• **SHORT EXERCISE**
Copy out every line of the listing below without changing anything.

[Point labeling listing]
╔══

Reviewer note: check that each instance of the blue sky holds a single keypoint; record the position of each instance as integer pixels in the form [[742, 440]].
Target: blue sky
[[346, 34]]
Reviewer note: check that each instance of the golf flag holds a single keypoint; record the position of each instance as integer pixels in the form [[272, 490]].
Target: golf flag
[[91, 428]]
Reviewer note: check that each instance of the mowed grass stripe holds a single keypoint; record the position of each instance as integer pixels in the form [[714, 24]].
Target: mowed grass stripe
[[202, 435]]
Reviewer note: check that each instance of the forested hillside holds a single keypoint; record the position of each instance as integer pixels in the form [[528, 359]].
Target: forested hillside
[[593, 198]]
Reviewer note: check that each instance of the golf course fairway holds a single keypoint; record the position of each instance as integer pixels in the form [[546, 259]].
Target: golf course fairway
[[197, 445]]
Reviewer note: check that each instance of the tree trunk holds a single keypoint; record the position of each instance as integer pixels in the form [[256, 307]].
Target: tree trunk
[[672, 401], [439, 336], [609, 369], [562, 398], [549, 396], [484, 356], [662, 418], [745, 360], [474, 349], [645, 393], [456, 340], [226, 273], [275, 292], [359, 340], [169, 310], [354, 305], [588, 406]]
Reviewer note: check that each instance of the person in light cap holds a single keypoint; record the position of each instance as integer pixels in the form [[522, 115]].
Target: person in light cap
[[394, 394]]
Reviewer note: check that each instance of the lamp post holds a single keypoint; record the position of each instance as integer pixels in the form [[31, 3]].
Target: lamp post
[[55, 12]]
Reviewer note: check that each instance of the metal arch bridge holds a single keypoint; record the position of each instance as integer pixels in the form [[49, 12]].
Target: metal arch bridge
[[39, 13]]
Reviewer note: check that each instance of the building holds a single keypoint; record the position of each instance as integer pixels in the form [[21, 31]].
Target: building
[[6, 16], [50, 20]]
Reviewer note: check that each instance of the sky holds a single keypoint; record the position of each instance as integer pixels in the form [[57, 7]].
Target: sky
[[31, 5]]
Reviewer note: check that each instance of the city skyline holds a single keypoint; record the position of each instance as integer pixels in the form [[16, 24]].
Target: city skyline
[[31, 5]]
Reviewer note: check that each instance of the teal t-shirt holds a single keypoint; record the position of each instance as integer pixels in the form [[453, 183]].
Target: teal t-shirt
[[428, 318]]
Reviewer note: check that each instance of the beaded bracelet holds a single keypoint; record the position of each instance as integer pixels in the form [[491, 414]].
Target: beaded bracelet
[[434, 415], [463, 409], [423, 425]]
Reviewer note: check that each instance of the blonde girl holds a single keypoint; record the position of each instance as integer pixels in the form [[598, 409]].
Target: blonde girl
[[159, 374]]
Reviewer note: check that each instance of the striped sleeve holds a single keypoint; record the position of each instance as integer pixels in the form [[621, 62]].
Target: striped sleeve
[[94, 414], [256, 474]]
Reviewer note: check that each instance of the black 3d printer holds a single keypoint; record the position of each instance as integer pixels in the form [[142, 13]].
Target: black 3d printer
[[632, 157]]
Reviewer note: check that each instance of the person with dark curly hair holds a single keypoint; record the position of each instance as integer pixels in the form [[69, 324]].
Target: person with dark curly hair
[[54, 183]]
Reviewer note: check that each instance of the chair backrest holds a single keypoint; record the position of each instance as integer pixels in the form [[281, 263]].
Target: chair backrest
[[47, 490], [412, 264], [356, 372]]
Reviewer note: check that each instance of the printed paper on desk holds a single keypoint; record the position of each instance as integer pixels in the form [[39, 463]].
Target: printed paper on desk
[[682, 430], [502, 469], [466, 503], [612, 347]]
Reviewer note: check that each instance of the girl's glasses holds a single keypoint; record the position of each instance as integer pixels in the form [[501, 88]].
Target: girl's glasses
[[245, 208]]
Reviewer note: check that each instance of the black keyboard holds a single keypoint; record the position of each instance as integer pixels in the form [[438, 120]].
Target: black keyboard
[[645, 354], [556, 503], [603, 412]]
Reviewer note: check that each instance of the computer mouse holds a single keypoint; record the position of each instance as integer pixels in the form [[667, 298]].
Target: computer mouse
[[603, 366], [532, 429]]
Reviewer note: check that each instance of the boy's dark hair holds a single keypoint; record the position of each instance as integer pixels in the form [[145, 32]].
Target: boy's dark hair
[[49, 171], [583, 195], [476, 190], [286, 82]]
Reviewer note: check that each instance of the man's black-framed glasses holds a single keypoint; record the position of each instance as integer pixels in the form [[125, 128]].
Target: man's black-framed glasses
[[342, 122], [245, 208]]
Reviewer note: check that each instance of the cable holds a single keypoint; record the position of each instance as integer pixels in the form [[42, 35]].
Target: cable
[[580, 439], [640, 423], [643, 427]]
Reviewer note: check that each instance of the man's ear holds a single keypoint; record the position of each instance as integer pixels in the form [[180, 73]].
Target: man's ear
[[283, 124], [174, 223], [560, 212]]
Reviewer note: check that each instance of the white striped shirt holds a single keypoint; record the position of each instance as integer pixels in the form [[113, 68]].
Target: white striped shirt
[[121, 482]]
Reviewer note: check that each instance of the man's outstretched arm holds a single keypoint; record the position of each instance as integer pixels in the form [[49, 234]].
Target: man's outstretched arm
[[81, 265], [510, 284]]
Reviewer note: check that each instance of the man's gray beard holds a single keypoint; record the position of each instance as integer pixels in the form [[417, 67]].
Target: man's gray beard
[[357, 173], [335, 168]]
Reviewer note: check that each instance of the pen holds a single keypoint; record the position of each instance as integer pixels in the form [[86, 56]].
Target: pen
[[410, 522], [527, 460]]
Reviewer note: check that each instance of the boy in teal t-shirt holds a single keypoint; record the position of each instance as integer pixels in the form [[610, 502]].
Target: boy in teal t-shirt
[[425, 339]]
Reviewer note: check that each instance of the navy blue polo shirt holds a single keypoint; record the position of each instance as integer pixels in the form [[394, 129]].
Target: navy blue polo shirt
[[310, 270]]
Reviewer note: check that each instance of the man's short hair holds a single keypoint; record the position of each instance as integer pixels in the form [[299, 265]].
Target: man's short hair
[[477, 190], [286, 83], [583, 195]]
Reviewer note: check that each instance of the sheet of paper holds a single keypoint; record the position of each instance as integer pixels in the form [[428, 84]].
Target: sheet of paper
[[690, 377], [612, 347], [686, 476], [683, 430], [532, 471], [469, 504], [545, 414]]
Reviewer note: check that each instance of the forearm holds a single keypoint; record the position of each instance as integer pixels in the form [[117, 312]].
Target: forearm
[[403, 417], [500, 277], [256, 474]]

╚══

• **CORRECT ANSWER**
Reviewer note: check that each instance of the blue sky holds a single keypoint; record the position of each instance as integer pixels in the form [[742, 440]].
Target: blue sky
[[346, 34]]
Reviewer note: check that each instance of the golf flag holds a single keypoint; record the position of each instance as integer pixels in the form [[272, 490]].
Target: golf flag
[[91, 428]]
Reviewer note: check that each instance of the mowed grass stripe holds a single keypoint; record the position of each instance as integer pixels in the form [[714, 24]].
Target: mowed grass stripe
[[202, 435]]
Reviewer note: check that each instance of the forested hillside holds a single keypoint; record the position of each instance as integer pixels in the form [[528, 359]].
Target: forested hillside
[[593, 198]]
Reviewer note: check that each instance of the golf course fairway holds a single keypoint; record the position of each instance as integer pixels in the form [[546, 259]].
Target: golf course fairway
[[197, 445]]
Reviewer note: check that each instance of the tree trunk holds a single keypoint; record the position of each instance as integer pixels in the form [[256, 307]].
Target: tree trunk
[[672, 401], [439, 336], [609, 369], [562, 398], [549, 396], [484, 356], [662, 418], [745, 360], [474, 349], [645, 393], [456, 340], [226, 273], [275, 292], [359, 340], [169, 310], [354, 305], [588, 406]]
Reviewer note: check that each instance of the person in light cap holds a single keypoint; record the position of each instance as integer pixels in the form [[522, 115]].
Target: person in light cap
[[394, 394]]
Reviewer note: check that each instance of the lamp post holds a single keypoint; record the position of each instance as integer pixels in the form [[31, 3]].
Target: lamp post
[[55, 12]]
Reviewer note: check that each instance of the metal arch bridge holds a single keypoint; record the position of each instance as integer pixels in the form [[49, 12]].
Target: metal arch bridge
[[39, 13]]
Reviewer note: check that each instance of the building holds a single keypoint; record the position of each instance as integer pixels in the form [[21, 31]].
Target: building
[[6, 16], [50, 20]]
Reviewer note: check that each instance of the sky holds a single keypoint; record the position of each instance as integer pixels in the form [[57, 7]].
Target: sky
[[31, 5]]
Reviewer note: check that each instance of the city skyline holds a single keypoint; record the position of each instance as integer pixels in the form [[16, 24]].
Target: city skyline
[[31, 5]]
Reviewer note: check that each instance of the teal t-shirt holds a single keypoint; record the position of each instance as integer pixels in the form [[453, 183]].
Target: teal t-shirt
[[428, 318]]
Reviewer note: check that each instance of the beaded bracelet holds a single keypoint; record the position of each instance as integer pixels in the form [[491, 414]].
Target: beaded bracelet
[[434, 415], [463, 409], [423, 425]]
Reviewer note: check that each instance of the blonde girl holds a single keypoint; record the position of each instance as integer pixels in the form [[598, 409]].
Target: blonde girl
[[159, 374]]
Reviewer note: check that each instance of the striped sleeve holds a single keypoint; record the position of each instance as integer pixels in the form [[621, 62]].
Target: striped sleeve
[[94, 414], [256, 474]]
Reviewer note: check that each instance of the black 3d printer holds a single keypoint; record the position of each instance as integer pixels in the form [[142, 13]].
Target: black 3d printer
[[632, 157]]
Reviewer note: check that each instance of the person with dark curly hair holds a single keypoint; record the position of each instance as integer pixels in the form [[69, 324]].
Target: person with dark curly hair
[[54, 183]]
Reviewer note: check that each instance of the chair backrest holds a single keypoint; record the position of each instance as integer pixels in the form [[281, 263]].
Target: chair backrest
[[47, 490], [412, 264], [356, 372]]
Reviewer note: check that each instance of the printed paper on desk holds a single keypoint; record the position of each instance as integer pixels in the form [[39, 463]].
Target: printed paper on desk
[[682, 430], [502, 469], [466, 503], [612, 347]]
Reviewer note: check that each instance of the girl's glasses holds a single keypoint; record the position of each instance as integer pixels in the form [[501, 88]].
Target: girl's glasses
[[245, 208]]
Reviewer note: check that each instance of the black keyboard holds a single keypoint; record the position of each instance as integer pixels in the form [[438, 120]].
Target: black keyboard
[[645, 354], [556, 503], [603, 412]]
Reviewer note: check that each instance of the computer mouse holds a single keypoint; record the position of each instance as integer pixels in the form [[667, 298]].
Target: computer mouse
[[603, 366], [532, 429]]
Reviewer note: check that each instance of the boy's dark hair holds a single keypoint; record the position of each instance as integer pixels in the form [[145, 32]].
Target: boy's dark hair
[[49, 171], [583, 195], [476, 190], [286, 82]]
Reviewer note: check that each instance of the man's black-framed glasses holds a single keypoint; record the position of each instance as integer pixels in the form [[125, 128]].
Target: man's black-framed glasses
[[342, 122], [245, 208]]
Reviewer note: check that each instance of the cable holds a single keypoint; record the position of each instance as integer pixels in the form [[42, 35]].
Target: cable
[[580, 439], [640, 423], [643, 427]]
Reviewer note: check that each instance of the man's ear holds a single keypoint; record the position of each instance as integer pixels in the form [[180, 73]].
Target: man's ear
[[283, 124], [174, 223], [560, 212]]
Reviewer note: check that each instance of the white striped shirt holds a single keypoint; record the position of each instance as integer pixels in the form [[113, 68]].
Target: white striped shirt
[[121, 482]]
Reviewer note: check that each instance of the man's outstretched arm holds a single keypoint; record the position of each instance as integer pixels in the form [[49, 234]].
Target: man's outstretched arm
[[81, 265], [510, 284]]
Reviewer note: check that each instance of the man's gray beard holds a single keypoint; record the position of each instance as integer pixels in the form [[417, 67]].
Target: man's gray beard
[[357, 173], [335, 168]]
Reviewer note: check that each instance of the pen holds a single keypoint; record the position of each instance as integer pixels in the form [[86, 56]].
Target: pen
[[410, 522], [527, 460]]
Reviewer note: check that each instance of the boy in teal t-shirt holds a single keypoint; record the position of each instance as integer pixels in the form [[610, 502]].
Target: boy in teal t-shirt
[[425, 339]]
Reviewer note: check that each instance of the navy blue polo shirt holds a single keypoint; record the position of each instance as integer pixels in the form [[394, 129]].
Target: navy blue polo shirt
[[310, 270]]
Reviewer note: check that each instance of the man's short hair holds a single keypoint; record the position of each instance as integer pixels in the form [[299, 265]].
Target: man's short hair
[[477, 190], [286, 83], [583, 195]]
Reviewer note: check that each instance of the sheet of paper holds a single keypoint; record the position of each instance as integer pixels in the form [[428, 84]].
Target: sheet of paper
[[690, 377], [612, 347], [686, 476], [683, 430], [532, 471], [469, 504], [545, 414]]
Reviewer note: check that each instance of the forearm holds a single keypoint; record the position of each instance as integer pixels in the form [[117, 312]].
Target: forearm
[[403, 417], [500, 277], [256, 474]]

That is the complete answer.